TEXT PROVIDED ▸
Across photography, video, post-production, and AI-driven workflows, with one eye on the craft and one on the business.
Work
A selection of projects that show how I work across brand, content, and production.
At a Glance
Aeris already had a strong visual standard. The campaigns looked good and the brand had a clear identity. But campaign moments alone were not enough to stay visible between launches. The brand needed a continuous presence on social, across different product phases, without having to rethink the setup every few weeks.
The real challenge was not creating strong individual assets. It was building a monthly rhythm that could carry the brand through quieter phases, support launches when they came, and still adapt when the brief changed.
I set up a social-first production rhythm with four to six main assets per shoot, sized and cut for the platforms first. Long-form work came on top when the moment called for it. One piece supported a larger campaign, another became a new interview format called Stuhlgeflüster, which was later adapted into short-form cutdowns. Keeping products in the studio meant the production logic stayed flexible. Ad-hoc requests and short-notice sprints were possible without breaking the rhythm.
The work covered photography, videography, production, and post-production. Over time, it also included sparring on social direction, support on website content, and coordination with other agencies working on the brand.
What started as production became a longer creative partnership. Staying close to a brand as it evolves and keeping the work consistent is where the most value gets built.
At a Glance
In early 2024, Aeris needed campaign assets for three new product editions at short notice. The timeline was tight, but the more interesting part was what AI suddenly opened up. It made visual directions possible that would have been too slow, too expensive, or simply unrealistic through a conventional production setup.
At that point, there was no established workflow for this kind of product campaign work. You could not reliably place real products inside AI-generated environments and expect commercially usable results. That meant the process had to be built from scratch. The solution was to photograph and light the products in studio, build the environments separately, and bring both together through compositing.
I handled the full process from studio photography and image selection to AI environment creation, compositing, and final post-production. In total, five campaign worlds were delivered: one for each of the three colour editions, plus two multi-colour versions. The assets were used across organic social, paid placements, and retail formats.
Speed was part of the value, but the bigger part was that this kind of visual language barely existed yet. It solved a real production problem and created something that felt genuinely new.
This project was the moment AI stopped feeling experimental to me. It became a real part of how I think about production.




At a Glance
Dirk Drexel makes natural supplements for dogs and cats, a small D2C brand in a crowded category with almost no social presence before we started. The opportunity was not to reinvent the brand. It was to build a channel that could actually earn attention on a platform where the audience already had endless alternatives.
TikTok was the right place to start. Pet content performs there, the audience is active, and short-form video still gives smaller brands a real chance to compete. The harder part was making a supplement brand feel native to the platform instead of looking like an ad dropped into the feed.

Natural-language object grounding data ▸
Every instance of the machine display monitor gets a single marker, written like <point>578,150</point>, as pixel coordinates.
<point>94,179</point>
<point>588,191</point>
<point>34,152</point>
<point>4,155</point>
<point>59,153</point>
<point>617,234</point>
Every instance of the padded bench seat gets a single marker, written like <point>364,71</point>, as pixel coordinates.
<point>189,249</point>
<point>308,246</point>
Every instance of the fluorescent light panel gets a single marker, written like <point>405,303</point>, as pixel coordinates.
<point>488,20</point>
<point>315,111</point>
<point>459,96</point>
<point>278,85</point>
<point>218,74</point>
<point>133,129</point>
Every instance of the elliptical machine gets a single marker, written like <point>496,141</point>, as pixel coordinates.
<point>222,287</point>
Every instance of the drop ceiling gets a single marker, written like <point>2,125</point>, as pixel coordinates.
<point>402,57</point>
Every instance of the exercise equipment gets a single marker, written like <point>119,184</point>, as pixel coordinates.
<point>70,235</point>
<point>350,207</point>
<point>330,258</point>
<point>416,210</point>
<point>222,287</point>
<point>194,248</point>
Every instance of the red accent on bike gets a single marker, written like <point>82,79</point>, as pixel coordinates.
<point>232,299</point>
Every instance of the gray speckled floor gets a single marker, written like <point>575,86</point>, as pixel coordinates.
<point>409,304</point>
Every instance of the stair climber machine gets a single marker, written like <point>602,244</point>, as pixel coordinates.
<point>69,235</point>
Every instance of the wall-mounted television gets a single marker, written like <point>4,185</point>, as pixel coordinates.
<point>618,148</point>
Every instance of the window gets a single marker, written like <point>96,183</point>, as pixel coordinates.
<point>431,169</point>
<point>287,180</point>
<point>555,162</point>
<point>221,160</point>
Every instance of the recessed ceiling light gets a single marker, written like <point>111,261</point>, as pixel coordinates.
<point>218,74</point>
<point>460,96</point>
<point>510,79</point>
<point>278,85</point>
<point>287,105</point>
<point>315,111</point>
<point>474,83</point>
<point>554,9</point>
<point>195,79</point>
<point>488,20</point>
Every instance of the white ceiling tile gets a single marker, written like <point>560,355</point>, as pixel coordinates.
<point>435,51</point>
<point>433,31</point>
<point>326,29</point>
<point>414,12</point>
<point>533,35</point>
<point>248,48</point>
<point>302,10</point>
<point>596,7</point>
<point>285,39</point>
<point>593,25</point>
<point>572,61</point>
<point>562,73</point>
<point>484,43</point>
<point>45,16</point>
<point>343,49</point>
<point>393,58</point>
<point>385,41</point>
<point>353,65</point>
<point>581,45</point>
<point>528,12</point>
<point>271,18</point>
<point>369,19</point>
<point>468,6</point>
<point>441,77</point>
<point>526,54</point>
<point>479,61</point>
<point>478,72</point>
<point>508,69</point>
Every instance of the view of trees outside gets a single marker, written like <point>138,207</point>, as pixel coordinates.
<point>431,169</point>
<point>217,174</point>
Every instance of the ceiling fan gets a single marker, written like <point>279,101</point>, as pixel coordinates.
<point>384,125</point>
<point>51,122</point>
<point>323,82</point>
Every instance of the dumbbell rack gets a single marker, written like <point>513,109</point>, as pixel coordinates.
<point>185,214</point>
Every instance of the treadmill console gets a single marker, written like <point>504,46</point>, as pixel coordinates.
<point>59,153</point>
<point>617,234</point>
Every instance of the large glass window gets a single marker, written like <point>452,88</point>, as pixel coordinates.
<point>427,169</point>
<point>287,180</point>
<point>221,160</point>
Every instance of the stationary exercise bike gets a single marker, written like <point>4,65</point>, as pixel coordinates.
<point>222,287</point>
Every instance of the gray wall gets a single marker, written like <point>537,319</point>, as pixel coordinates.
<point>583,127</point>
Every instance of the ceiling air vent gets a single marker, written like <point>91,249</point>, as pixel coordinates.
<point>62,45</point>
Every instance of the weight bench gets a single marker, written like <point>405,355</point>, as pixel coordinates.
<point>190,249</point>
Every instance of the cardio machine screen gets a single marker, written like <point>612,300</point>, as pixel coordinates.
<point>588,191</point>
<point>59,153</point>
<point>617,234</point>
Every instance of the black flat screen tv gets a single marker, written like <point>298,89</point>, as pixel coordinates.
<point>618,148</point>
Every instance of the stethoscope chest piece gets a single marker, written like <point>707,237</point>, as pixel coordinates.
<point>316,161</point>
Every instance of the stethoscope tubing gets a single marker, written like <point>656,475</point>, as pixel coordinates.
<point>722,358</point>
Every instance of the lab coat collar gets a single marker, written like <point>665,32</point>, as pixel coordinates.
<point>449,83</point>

TASK REQUIREMENTS ▸ Pick up the portfolio page above where it stops and keep writing it.

ANSWER SECTION ▸
The work focused on building the channel through multiple content formats. Search-driven hooks, relatable pet moments, educational angles, and repeatable video structures that could build recognition over time without feeling forced.
I handled the format development, shoot planning, production, editing, and content variations across the channel.
The production stayed intentionally lean. Most shoots happened in the homes of real pet owners, and everything was shot on phone to keep the content native to the platform.
One of the early videos reached around 200k views with strong save rates. After that, the channel moved into a more stable rhythm, with many assets landing around 40k views when pushed. Over roughly eight months, the account grew from zero to over 1,000 followers and more than 10,000 likes across around 70 videos.
The interesting part of this project was not a single viral moment. It was finding a format logic that kept working at smaller scale, week after week, for a brand that had every reason to get lost on the platform.
Still Work
A tighter edit of still work across brand, product, and editorial contexts.











About
I am at my best in the messy middle of a project: the hour before a shoot, the final stretch before a deadline, the moment when the plan is still loose and the right answer is not obvious yet. Most good work starts with paying attention to what a client actually needs, what a team is trying to solve, and what the project needs as it takes shape. I move fast, I am not precious about my own ideas, and that makes it easier to find the right one. I prefer honest feedback early over polite feedback late.
Photography was my starting point, and it still shapes how I work. Decisions happen fast, constraints are part of the job, and the idea only counts once the execution holds up.
Over time, the focus moved beyond stills into video, editing, broader creative direction, and AI-driven workflows. More of the work started to happen around formats, production structures, and how content needs to work once it is live.
Running my own agency changed how I see the work. I see where creative projects break down internally, how brands actually make decisions, and what matters when teams need output that keeps moving. That combination of hands-on making and founder perspective shapes everything else.